### Problem to solve
These records are to be written out exactly as they read, minus the pictures.

• • • • •

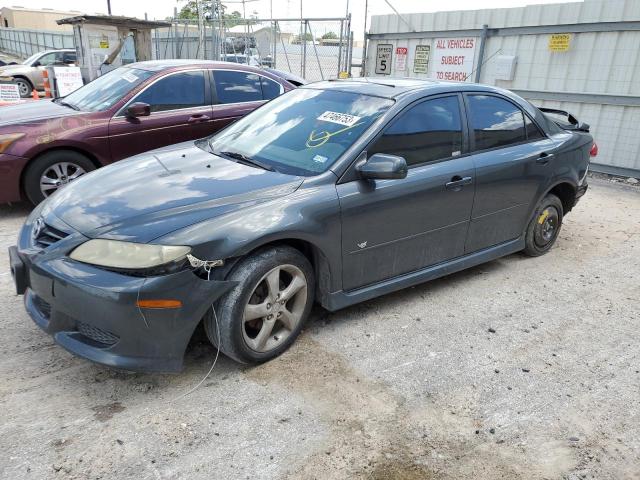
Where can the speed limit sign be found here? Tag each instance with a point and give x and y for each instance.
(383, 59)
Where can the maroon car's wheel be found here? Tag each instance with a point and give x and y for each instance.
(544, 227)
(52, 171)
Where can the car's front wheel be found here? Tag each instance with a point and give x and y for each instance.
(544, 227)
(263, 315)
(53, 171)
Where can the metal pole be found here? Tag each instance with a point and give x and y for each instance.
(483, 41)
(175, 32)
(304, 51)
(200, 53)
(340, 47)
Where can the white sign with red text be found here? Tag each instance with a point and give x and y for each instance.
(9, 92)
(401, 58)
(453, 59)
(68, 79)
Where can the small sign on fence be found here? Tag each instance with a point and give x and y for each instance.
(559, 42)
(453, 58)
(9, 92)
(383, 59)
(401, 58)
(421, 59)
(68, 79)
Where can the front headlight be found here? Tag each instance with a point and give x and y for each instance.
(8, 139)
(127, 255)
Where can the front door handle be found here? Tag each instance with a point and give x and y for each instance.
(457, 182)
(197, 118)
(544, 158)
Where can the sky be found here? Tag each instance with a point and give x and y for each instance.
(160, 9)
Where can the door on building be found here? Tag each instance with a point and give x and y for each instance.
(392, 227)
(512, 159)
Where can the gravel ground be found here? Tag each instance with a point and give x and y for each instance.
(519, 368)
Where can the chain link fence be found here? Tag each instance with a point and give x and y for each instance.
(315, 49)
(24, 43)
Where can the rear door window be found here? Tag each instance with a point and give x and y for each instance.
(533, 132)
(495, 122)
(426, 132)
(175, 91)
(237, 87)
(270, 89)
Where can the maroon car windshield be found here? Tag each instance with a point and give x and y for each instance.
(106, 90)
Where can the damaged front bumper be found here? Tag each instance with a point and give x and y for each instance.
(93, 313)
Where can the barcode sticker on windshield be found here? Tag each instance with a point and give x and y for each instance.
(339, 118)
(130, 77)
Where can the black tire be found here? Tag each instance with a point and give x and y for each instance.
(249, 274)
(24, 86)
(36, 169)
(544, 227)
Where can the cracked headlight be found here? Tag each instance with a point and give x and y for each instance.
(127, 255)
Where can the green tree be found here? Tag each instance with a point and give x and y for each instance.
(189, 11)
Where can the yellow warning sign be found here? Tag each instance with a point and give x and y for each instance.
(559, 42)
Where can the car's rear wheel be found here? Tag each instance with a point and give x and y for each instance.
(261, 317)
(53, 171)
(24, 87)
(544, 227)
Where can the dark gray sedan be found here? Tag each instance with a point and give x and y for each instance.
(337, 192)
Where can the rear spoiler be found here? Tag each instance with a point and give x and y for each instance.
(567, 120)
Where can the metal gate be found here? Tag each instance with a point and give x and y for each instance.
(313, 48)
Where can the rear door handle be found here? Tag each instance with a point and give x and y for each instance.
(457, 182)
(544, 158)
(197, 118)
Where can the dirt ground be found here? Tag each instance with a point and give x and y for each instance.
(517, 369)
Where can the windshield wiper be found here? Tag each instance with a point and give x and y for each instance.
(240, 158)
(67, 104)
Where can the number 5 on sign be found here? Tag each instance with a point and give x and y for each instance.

• • • • •

### Your response
Where can the speed limit sign be found here? Tag each instance with a point and give x and y for each instance.
(383, 59)
Where can the maroon car's wheel be found here? Tag each instance with a point and give x and y for each instance.
(544, 227)
(52, 171)
Where can the car's front wheel be found here? Tag each instance with a point and give x and y for each instance.
(544, 227)
(263, 315)
(53, 171)
Where can the metal pole be found here? Tag each instance with a point and give x and y for each instance.
(483, 41)
(175, 32)
(304, 51)
(200, 53)
(340, 47)
Where can the white sign with red text be found here? Tag each instance with a point and give x and y for each instance.
(9, 92)
(401, 58)
(453, 59)
(68, 79)
Where can the small sign on fence be found here? Tag each instance with a point and give x and y for each instance.
(559, 42)
(453, 58)
(9, 92)
(383, 59)
(401, 58)
(421, 59)
(68, 79)
Where can the front headlight be found here? Tag each instance with a point and give x and y for each instance.
(8, 139)
(127, 255)
Where can the front door handle be found here? Tag each instance with a point and give x and y for each instance.
(457, 182)
(197, 118)
(544, 158)
Where can the sky be found here? Tag each instance with a point and give x and y for each instance.
(160, 9)
Where can the door on building be found here? Tag each instance with a point and give x and y for each instance.
(392, 227)
(512, 159)
Where can the gravel ground be found here? Tag each instance with a point and give x and y for each instance.
(519, 368)
Where can the chain link fence be found here? Tag each instance with a point and give x and y for each instance.
(315, 49)
(24, 43)
Where can the rear door window be found here? Tag each instance with a point and give x and y for each instance.
(533, 132)
(495, 122)
(426, 132)
(175, 91)
(237, 87)
(270, 89)
Where can the maroon car windshield be found here? Tag each instance with a point and give x and y for each instance.
(106, 90)
Where can the damaged front bumper be found here? Tag each instance with a point and give x and y for each instance.
(93, 313)
Where can the barcode sticker on windshield be found here? Tag each instance with a point and give x and y for each instance.
(339, 118)
(130, 77)
Where can the black tire be found here? Tag each instance with a point and give x and y for each instance.
(249, 274)
(24, 86)
(36, 169)
(544, 227)
Where can the cracked headlight be found here? Tag each instance with a point and give x and y for each instance.
(127, 255)
Where can the green tree be found here? Tag each instance with a point and give x and y for each instance.
(189, 11)
Where can the yellow warning sign be found here? Tag each instance with a point and give x and y for each instance.
(559, 42)
Where can the car's rear wheel be found here? Tag each instance with a point and give x and y for each instance.
(261, 317)
(53, 171)
(24, 87)
(544, 227)
Where can the dark gray sedan be found here? Tag each instance with a point and give x and y for each instance.
(337, 192)
Where can the rear spoiler be found here? Tag each instance with a point and give x and y for each instance.
(567, 120)
Where can the metal gate be found here? Tag each instance with a point and give x and y for each instance.
(313, 48)
Where can the rear door handle be found here? Tag each instance with a point and give x and y for each instance.
(457, 182)
(544, 158)
(197, 118)
Where can the dirt ground be found here? Tag each instance with a point and give x and y for each instance.
(517, 369)
Where can the windshield wiper be found here? Tag each instance with a point and give x and y for each instance.
(240, 158)
(67, 104)
Where can the number 5 on sign be found here? Tag each instance with a point and give x and y for each instance.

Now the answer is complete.